▶ [Study text]
Then you need the other two legs to support your efforts and those of your team. Regardless of your business model, you still need them in place.

Your teams

You’ll probably need two teams.  You’re going to need your home support team to buy into you and your goals. Without this support, building a successful business is much more challenging.

Home team

If you’re the person in charge of everything at home, from cleaning to laundry to shopping and cooking…you need help. Or maybe you and your partner both have careers…you both need support.

Look for ways to get your home team to help out. Build this infrastructure for success, not burnout. Delegate and don’t micromanage. Focus on your big goals. Don’t dwell on tasks not done your way.

Thank them and reward them.  It might be designated family time or a date with your spouse. Often non-financial rewards have much higher relationship bonuses in the long term. Your kids and spouse might both build better life skills that will benefit their future selves.

Not everyone may have kids or family they can involve. Then it’s time to look at hired outside support. 

Business teams

In addition to your home team, you need a business team. Evaluate your strengths and what you can hand off so you can focus on those strengths. Delegating has a financial expense. 

But how much more could you generate if you didn’t have to handle that task?

The question becomes more of a no-brainer if you can hire someone better at the task than you are. Look for someone who can get it done better and more efficiently.

Employees or business team partners? 

Whether you hire employees on a full or part-time basis, they come with significant financial and time commitments. It’s not easy to find the right person with the right skills.

The other option is working with business partners.  

Business partners include accountants, lawyers, business consultants, marketers, and your web host. Independent contractors and freelancers also fall into this category. 

I always recommend contracting with your web host to keep your website up, backed up, and current. If you’re expanding, you will need web design, graphic work, and a copy/content writer to get your message clearly across to your target audience. 

The benefits of the outside team are significant. There is no overhead when they aren’t needed.  No payroll-related taxes. And they excel at the task. 

Find specialists that understand your business model.  For example, an accountant used to working with manufacturers may not understand a small business offering services. 

Find people who “get” your business. That is going to make the most successful relationship.

The last two legs are tied together. Hardware and software.

Hardware business team

These are the physical components you and your team will need to function. And the physical elements that make up your business. 

A brick-and-mortar business needs different things than e-commerce. Brick and mortar need everything from fixtures, displays, equipment, seating to payment processing—computers to routers to your telephone system.

E-commerce is dependent on computer systems, audio-visual, photography, web content, and responsive customer service. The fulfillment department functions are key to handle the delivery of sales to the customer.

There is nothing more frustrating for operations than a slow computer system, out of date, or needing maintenance. Consider contracting with a support business, something like Geek Squad, so you have help when you need them. I’ve found if you only use them once during the year, it offsets the annual fee.

Software team

Software is how you harness your electronic hardware to make it function for you.  

I remember when I wanted my home office to be the dominant place for my writing and consulting business.

▶ [Entries provided]

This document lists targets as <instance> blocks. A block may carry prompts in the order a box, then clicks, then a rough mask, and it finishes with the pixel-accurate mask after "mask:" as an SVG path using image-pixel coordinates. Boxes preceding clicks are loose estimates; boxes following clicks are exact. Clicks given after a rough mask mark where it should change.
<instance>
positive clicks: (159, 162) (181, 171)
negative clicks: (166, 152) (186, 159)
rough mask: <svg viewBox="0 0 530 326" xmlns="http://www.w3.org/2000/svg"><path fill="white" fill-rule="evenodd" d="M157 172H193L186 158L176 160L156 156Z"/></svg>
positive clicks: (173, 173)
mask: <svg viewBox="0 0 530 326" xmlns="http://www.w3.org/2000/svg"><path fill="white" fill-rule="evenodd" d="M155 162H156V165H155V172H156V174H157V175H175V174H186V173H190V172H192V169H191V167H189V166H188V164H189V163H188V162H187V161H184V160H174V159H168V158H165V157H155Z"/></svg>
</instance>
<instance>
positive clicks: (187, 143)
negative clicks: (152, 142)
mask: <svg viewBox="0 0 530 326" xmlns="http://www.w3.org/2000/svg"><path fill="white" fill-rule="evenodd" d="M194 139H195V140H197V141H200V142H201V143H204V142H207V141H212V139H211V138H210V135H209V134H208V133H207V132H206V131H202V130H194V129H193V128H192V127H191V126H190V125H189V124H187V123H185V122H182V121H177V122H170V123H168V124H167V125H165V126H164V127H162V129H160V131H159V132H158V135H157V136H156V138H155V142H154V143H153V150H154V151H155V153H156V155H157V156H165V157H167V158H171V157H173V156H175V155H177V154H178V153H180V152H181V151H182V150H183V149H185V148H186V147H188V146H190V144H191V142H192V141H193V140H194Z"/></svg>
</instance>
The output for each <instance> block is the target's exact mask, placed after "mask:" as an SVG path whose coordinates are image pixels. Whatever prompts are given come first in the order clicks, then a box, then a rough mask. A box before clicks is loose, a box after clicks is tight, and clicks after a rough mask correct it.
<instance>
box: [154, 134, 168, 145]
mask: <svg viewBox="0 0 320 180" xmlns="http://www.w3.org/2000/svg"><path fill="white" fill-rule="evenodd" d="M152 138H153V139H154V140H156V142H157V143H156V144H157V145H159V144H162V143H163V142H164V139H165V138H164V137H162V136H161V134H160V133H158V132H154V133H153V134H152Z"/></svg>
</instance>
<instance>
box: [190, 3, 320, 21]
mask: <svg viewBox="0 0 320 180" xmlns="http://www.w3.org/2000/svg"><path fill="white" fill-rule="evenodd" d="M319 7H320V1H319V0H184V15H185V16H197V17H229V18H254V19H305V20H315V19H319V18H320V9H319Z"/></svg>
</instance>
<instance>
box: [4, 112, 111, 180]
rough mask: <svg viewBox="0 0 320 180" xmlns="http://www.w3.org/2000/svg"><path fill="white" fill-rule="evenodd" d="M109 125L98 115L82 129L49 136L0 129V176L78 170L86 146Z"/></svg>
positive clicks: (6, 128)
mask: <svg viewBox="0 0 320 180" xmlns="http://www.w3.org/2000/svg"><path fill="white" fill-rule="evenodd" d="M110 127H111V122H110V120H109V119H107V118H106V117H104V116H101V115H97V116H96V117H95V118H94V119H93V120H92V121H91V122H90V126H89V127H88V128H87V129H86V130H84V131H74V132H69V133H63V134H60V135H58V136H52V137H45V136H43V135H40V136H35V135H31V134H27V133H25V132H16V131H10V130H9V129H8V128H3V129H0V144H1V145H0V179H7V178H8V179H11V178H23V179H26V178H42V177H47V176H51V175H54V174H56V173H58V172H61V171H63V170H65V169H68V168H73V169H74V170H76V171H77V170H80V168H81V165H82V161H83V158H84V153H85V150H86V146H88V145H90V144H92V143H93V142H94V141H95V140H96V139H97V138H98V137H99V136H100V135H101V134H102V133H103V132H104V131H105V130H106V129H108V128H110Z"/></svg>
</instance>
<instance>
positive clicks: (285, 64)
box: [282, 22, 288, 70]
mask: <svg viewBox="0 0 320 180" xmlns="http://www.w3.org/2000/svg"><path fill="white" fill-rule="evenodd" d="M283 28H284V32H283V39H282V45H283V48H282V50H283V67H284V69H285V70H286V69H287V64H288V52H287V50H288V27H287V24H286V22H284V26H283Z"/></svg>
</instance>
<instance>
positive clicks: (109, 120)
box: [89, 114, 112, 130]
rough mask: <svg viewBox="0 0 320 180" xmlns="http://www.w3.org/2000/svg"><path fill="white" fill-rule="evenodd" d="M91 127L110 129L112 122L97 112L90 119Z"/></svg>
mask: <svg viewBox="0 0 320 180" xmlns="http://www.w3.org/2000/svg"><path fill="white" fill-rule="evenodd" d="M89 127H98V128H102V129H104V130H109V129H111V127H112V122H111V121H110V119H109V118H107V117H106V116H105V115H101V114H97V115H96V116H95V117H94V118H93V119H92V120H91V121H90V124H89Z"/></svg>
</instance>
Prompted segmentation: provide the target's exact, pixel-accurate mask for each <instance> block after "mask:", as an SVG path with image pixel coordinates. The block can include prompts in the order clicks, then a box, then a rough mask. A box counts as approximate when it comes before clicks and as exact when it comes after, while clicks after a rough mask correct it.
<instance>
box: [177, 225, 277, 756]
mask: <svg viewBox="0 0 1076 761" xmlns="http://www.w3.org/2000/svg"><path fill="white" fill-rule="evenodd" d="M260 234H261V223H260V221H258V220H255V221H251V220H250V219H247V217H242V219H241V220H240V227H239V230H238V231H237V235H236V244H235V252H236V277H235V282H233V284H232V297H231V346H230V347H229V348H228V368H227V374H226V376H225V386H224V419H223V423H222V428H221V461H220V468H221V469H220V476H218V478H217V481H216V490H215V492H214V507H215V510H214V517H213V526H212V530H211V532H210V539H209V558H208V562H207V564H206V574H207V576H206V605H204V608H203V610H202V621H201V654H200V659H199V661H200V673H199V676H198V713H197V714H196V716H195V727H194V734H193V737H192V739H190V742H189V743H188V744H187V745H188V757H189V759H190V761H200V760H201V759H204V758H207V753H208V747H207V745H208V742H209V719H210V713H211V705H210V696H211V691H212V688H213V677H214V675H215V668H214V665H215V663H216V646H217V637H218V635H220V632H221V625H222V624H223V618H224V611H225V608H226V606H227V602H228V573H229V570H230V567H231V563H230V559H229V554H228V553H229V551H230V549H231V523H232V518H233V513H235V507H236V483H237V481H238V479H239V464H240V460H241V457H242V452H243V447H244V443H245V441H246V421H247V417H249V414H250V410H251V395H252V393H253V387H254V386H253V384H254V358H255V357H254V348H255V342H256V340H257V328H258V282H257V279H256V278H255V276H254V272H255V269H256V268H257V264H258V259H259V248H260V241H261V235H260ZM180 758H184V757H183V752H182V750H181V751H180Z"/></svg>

▶ [Complete the following]
1. In the business-support article, output the passage that begins at the words "I always recommend" and stops after "your target audience.".
2. Answer these questions using the business-support article:
(a) What kind of rewards does it say often have much higher relationship bonuses in the long term?
(b) What support business does it name as an example for help with computer systems?
(c) Which two legs does it describe as tied together?

▶ [Answers for this exercise]
1.
I always recommend contracting with your web host to keep your website up, backed up, and current. If you’re expanding, you will need web design, graphic work, and a copy/content writer to get your message clearly across to your target audience.

2.
(a) Non-financial rewards.
(b) Geek Squad.
(c) Hardware and software.